A Review of “Locomotion behavioural responses of Varroa destructor exposed to western honey bee (Apis mellifera) semiochemicals”

Thursday 16 November 2023

Varroa mites (Varroa destructor) are a severe pest of honey bees (Apis mellifera), feeding on their bodily fluids and transmitting various pathogens. The management of Varroa mites relies heavily on chemical treatments despite an increasing concern for miticide efficacy. Therefore, there is a need to develop more treatment options so that an integrated pest management approach can be continued. An improved understanding of the chemical ecology between Varroa mites and honey bees may be the first step in reducing the reliance on miticides. In this week’s blog, we will discuss a study done by a team at Acadia University in the labs of Dr. Kirk Hillier, Dr. Dave Shutler, and Dr. Nicoletta Faraone, which investigated how volatiles of honey bees elicit various behavioural responses.

A Review of “Locomotion behavioural responses of Varroa destructor exposed to western honey bee (Apis mellifera) semiochemicals”

• **ACTIVITIES**:
a) In the Varroa mite blog post, which university's team carried out the study under discussion?
b) Pick up the Varroa mite blog post where it stops and keep writing it.
The records have no connection to the Varroa mite blog post.

• **RECORD EXTRACTS**:
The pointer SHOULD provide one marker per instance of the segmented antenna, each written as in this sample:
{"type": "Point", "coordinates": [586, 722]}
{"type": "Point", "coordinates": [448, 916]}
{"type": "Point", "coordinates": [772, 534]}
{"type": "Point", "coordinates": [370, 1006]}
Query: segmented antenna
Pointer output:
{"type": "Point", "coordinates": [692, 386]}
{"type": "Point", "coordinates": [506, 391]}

• **ANSWERS TO THE TASKS**:
a) Acadia University

b)
It is important to study the chemical ecology between honey bees and their pests, especially that of Varroa mites which pose a severe threat to the honey bee industry. Unlike honey bees, Varroa mites do not have eyes, and depend on touch and smell to seek out a host. Their ability to detect honey bee colony volatiles is very important in their success at completing their life cycle. Michael Light, first author and part of the research team for this recent study, describes “With increasing reports of mite resistance to current chemical treatments used in apiculture, beekeepers need to find additional tools to manage mite infestations. Varroa mites are highly tuned to volatile chemicals that are released by adult and larval honey bees in colonies. With a better understanding of the chemical ecology of Varroa mites, we can work towards new methods to interrupt mite life cycles.” 

Varroa destructor on Apis mellifera (ATTTA©2023)

The study (Light et al., 2023) required mature Varroa mites collected from honey bees. They used honey bee colonies with high Varroa mite infestations and used the queen-trapping technique to remove mites from a colony for testing. The queen-trapping technique involves using a drone brood frame and frame cages to trap a queen for 2-weeks, so she exclusively lays drone brood, and creates a gap in the honey bee brood cycle. This ensures that Varroa mites infest these drone brood in sufficient numbers. Once drone brood had been mostly capped, the drone brood frame was removed and kept in an environmental chamber to rear to adulthood. Then adult drones were transferred to cages and Varroa mites were collected using a paintbrush and an aspirator.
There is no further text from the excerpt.